▸ **Exercise set**:
**A.** Summarize the passage about the Robert E. Lee statue in Charlottesville in two sentences.
**B.** Select every line of the records that contains the word "board".

▸ **Text passage**:

━━━━━━━━━━━━━━━━

Those of us who consider it disgraceful to have a giant statue of Robert E. Lee on his horse in a park in the middle of Charlottesville, and another of Stonewall Jackson for that matter, should try to understand those who think removing one of these statues is an outrage.

I don't claim to understand them, and certainly don't suggest they all think alike. But there are certain recurring themes if you listen to or read the words of those who think Lee should stay. They're worth listening to. They're human. They mean well. They're not crazy.

First, let's set aside the arguments we're not trying to understand.

Some of the arguments being passed around are not central to this attempt at understanding the other side. For example, the argument that moving the statue costs money, is not what I'm interested in here. I don't think cost concerns are driving most of the support for the statue. If we all agreed that removing the statue was important, we would find the money. Simply donating the statue to a museum or to some city where Lee actually lived would quite possibly produce a new owner willing to pay for the transport. Heck, donate it to the Trump Winery and they'd probably pick it up by next Thursday.[1]

True, if the statue is simply moved to a different Charlottesville park, Charlottesville will have to pay, and that money could have gone to creating a new park with monuments to peace and civil rights, etc. Perhaps there are  people for whom this really is the central argument. Perhaps they are also consistent in their frugality and put up the same struggle against billion dollar highways and trillion dollar militaries. Perhaps the announcements of how much good could be done for the poor with the money that could be spent to move a statue are being made by some people with a history of caring about the poor. We'll save trying to understand them for another time.

Also tangential here is the argument that removing a statue erases history. Surely few of these history fanatics protested when the U.S. military tore down the statue of Saddam Hussein. Wasn't he part of Iraqi history? Hadn't the CIA meant well and gone to great efforts in helping to put him in power? Hadn't a company in Virginia provided him with important materials for making chemical weapons? Good or bad, history shouldn't be torn down and erased!

━━━━━━━━━━━━━━━━

Named region outline records
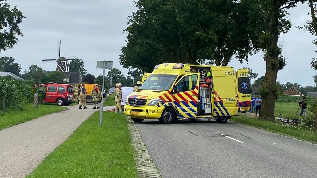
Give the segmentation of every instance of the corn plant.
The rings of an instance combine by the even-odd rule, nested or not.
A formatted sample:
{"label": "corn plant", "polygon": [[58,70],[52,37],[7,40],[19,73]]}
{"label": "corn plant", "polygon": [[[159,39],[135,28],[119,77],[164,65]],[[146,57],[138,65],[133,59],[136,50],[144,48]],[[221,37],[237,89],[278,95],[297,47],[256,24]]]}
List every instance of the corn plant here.
{"label": "corn plant", "polygon": [[[6,107],[21,109],[33,101],[35,89],[30,83],[8,77],[0,78],[0,99],[5,98]],[[2,100],[2,99],[1,99]],[[1,102],[0,105],[2,106]]]}

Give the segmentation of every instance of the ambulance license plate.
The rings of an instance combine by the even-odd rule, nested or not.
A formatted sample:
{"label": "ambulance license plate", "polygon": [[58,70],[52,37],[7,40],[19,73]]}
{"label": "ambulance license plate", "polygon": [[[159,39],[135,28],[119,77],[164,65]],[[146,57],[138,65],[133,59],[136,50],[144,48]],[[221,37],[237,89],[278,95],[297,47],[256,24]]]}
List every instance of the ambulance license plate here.
{"label": "ambulance license plate", "polygon": [[249,110],[249,107],[242,107],[240,108],[240,109],[241,110],[241,111]]}
{"label": "ambulance license plate", "polygon": [[140,112],[135,111],[131,111],[130,112],[130,114],[132,114],[132,115],[139,115],[140,114]]}

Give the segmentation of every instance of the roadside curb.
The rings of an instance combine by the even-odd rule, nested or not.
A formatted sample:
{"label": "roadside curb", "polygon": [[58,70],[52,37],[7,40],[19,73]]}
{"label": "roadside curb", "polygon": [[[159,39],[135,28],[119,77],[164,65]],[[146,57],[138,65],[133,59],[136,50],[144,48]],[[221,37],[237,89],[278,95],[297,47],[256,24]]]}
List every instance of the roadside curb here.
{"label": "roadside curb", "polygon": [[126,118],[128,128],[131,137],[132,151],[137,164],[138,177],[161,177],[134,122],[130,117],[127,116]]}

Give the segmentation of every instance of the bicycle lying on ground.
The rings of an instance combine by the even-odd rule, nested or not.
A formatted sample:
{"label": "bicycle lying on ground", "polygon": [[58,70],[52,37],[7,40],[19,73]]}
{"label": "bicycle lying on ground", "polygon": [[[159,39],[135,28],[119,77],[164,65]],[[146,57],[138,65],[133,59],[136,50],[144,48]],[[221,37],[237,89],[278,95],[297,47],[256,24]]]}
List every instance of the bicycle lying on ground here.
{"label": "bicycle lying on ground", "polygon": [[281,121],[282,122],[282,123],[283,125],[292,125],[294,126],[297,125],[299,123],[299,120],[298,119],[293,119],[292,120],[292,122],[289,121],[289,119],[286,119],[286,120],[282,119],[280,117],[281,114],[282,114],[281,112],[280,113],[280,115],[278,115],[276,123],[278,123],[279,121]]}

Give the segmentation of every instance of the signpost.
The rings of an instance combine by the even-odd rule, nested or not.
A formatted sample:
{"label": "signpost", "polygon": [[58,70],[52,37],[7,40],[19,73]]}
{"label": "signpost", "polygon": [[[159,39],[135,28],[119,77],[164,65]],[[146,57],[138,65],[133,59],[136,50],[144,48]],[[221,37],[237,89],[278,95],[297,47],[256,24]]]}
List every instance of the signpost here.
{"label": "signpost", "polygon": [[[103,92],[104,87],[103,86],[105,83],[105,69],[112,69],[112,61],[106,61],[106,60],[97,60],[97,68],[102,69],[103,69],[103,74],[102,75],[102,90],[101,92]],[[105,92],[105,94],[106,92]],[[102,122],[102,108],[103,107],[103,95],[101,95],[103,97],[101,100],[101,105],[100,107],[100,119],[99,120],[99,126],[101,126],[101,123]]]}

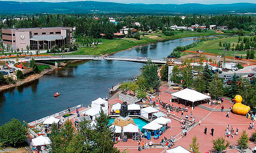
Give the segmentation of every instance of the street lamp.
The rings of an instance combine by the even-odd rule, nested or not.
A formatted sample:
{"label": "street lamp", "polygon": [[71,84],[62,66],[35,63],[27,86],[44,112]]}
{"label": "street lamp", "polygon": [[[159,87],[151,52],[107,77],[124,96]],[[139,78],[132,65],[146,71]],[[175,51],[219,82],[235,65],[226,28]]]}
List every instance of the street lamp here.
{"label": "street lamp", "polygon": [[218,74],[219,74],[219,62],[220,62],[220,58],[221,57],[221,56],[218,55],[217,56],[218,57],[219,57],[219,60],[218,60]]}

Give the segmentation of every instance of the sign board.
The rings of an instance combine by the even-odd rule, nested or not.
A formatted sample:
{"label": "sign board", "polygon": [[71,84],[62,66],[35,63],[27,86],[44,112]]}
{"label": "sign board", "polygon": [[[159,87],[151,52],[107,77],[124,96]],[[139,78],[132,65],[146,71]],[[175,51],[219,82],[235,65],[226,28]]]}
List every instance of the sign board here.
{"label": "sign board", "polygon": [[167,65],[169,66],[174,65],[175,64],[175,57],[171,55],[167,57]]}

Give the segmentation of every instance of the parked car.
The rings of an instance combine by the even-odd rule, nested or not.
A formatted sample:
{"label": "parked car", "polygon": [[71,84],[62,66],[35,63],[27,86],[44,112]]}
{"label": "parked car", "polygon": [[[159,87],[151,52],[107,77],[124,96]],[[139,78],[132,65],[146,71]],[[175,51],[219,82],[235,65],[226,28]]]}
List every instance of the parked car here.
{"label": "parked car", "polygon": [[8,72],[5,72],[5,71],[0,71],[0,73],[2,74],[3,75],[7,75],[8,74]]}
{"label": "parked car", "polygon": [[7,65],[4,65],[3,66],[3,68],[4,68],[4,69],[7,69],[7,68],[8,68],[8,67],[7,66]]}
{"label": "parked car", "polygon": [[198,74],[198,71],[193,70],[192,70],[192,74],[194,75],[197,75]]}
{"label": "parked car", "polygon": [[249,74],[248,74],[248,75],[247,76],[248,77],[253,77],[253,76],[254,76],[254,74],[253,73],[250,73]]}
{"label": "parked car", "polygon": [[199,50],[197,51],[196,51],[197,53],[204,53],[204,51],[202,51],[202,50]]}

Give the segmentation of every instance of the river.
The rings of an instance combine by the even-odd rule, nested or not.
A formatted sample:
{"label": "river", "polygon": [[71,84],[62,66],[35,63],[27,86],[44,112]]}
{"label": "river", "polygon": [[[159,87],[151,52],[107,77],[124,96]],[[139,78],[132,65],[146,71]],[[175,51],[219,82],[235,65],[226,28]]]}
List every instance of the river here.
{"label": "river", "polygon": [[[120,56],[162,58],[189,37],[159,42],[115,53]],[[108,87],[139,74],[143,64],[124,61],[89,60],[68,65],[33,82],[0,93],[0,125],[13,118],[27,122],[81,103],[87,106],[108,94]],[[56,91],[61,96],[55,98]]]}

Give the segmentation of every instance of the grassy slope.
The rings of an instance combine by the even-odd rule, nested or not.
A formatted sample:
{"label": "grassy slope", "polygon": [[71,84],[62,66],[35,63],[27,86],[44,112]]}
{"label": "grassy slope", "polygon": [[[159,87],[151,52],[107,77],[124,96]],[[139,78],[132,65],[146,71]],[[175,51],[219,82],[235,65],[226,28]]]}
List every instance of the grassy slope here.
{"label": "grassy slope", "polygon": [[[78,51],[70,53],[69,55],[100,55],[127,49],[138,45],[152,42],[161,39],[174,40],[184,37],[192,36],[200,36],[203,33],[197,33],[194,32],[180,32],[176,31],[175,35],[173,36],[167,36],[160,33],[155,33],[149,35],[141,36],[140,40],[134,38],[122,38],[121,39],[107,40],[102,39],[102,44],[95,47],[82,47]],[[212,31],[208,31],[204,33],[205,36],[214,34],[219,34]],[[156,36],[161,35],[161,37]]]}
{"label": "grassy slope", "polygon": [[[213,53],[216,55],[221,55],[222,56],[223,51],[223,50],[219,50],[219,43],[221,41],[221,43],[225,42],[226,41],[227,42],[230,43],[231,45],[231,49],[232,49],[232,45],[234,44],[234,47],[236,45],[236,44],[238,42],[238,37],[232,37],[230,38],[222,38],[217,40],[214,40],[209,41],[206,41],[200,42],[198,45],[193,48],[188,49],[191,51],[196,51],[198,50],[201,49],[206,53]],[[234,51],[236,51],[236,55],[241,56],[242,55],[244,57],[246,55],[246,51],[225,51],[225,55],[228,56],[234,57]]]}

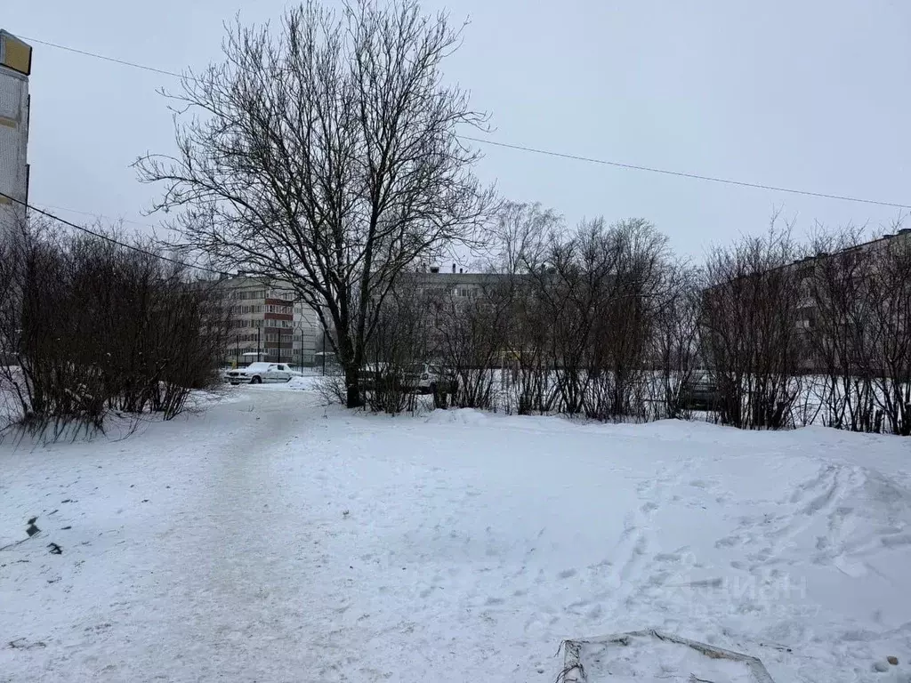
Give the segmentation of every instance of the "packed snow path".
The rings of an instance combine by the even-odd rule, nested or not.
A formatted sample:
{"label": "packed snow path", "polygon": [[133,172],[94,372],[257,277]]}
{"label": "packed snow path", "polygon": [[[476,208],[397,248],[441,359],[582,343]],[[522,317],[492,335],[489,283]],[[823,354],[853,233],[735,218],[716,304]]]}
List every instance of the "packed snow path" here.
{"label": "packed snow path", "polygon": [[645,627],[911,676],[907,440],[318,403],[0,446],[0,681],[549,682]]}

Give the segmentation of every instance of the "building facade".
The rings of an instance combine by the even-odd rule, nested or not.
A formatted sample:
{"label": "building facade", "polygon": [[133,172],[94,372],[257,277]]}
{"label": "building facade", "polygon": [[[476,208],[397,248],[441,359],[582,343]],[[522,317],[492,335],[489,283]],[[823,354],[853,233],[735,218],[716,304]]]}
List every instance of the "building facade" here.
{"label": "building facade", "polygon": [[241,274],[222,280],[222,287],[231,307],[228,362],[313,364],[322,328],[316,311],[295,301],[290,286]]}
{"label": "building facade", "polygon": [[31,73],[32,48],[0,30],[0,237],[15,234],[26,218]]}

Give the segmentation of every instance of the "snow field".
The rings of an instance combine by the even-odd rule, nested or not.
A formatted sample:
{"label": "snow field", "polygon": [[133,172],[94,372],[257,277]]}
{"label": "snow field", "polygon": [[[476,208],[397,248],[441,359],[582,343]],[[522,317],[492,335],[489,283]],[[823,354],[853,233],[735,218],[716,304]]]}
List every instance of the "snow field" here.
{"label": "snow field", "polygon": [[0,446],[0,681],[552,681],[564,638],[647,627],[776,681],[907,681],[909,454],[821,428],[353,414],[310,384]]}

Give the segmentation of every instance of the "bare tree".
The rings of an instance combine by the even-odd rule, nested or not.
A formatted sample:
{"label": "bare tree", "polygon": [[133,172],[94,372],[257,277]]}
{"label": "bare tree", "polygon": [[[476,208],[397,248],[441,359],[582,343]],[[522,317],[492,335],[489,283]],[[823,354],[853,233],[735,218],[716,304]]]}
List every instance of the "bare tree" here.
{"label": "bare tree", "polygon": [[170,96],[179,154],[137,162],[165,185],[155,209],[182,209],[188,248],[288,281],[335,331],[351,407],[401,273],[470,239],[494,204],[456,137],[486,116],[440,71],[460,33],[415,0],[309,2],[276,34],[236,25],[224,62]]}
{"label": "bare tree", "polygon": [[701,321],[706,358],[725,424],[779,429],[793,423],[805,358],[800,269],[791,225],[773,216],[764,238],[715,250],[706,266]]}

━━━━━━━━━━━━━━━━

▸ **Final results**:
**A.** The writer argues that people who find the Charlottesville statues of Robert E. Lee and Stonewall Jackson disgraceful should try to understand those who think removing one is an outrage, people the writer says mean well and are not crazy. Before doing so, the writer sets aside arguments that are not central to that effort: the cost of moving the statue and the claim that removing it erases history.

**B.**
Give the segmentation of every instance of the sign board.
{"label": "sign board", "polygon": [[71,84],[62,66],[35,63],[27,86],[44,112]]}
{"label": "sign board", "polygon": [[[159,87],[151,52],[107,77],[124,96]],[[139,78],[132,65],[146,71]],[[175,51],[219,82],[235,65],[226,28]]]}
List every instance of the sign board here.
{"label": "sign board", "polygon": [[167,65],[169,66],[174,65],[175,64],[175,57],[171,55],[167,57]]}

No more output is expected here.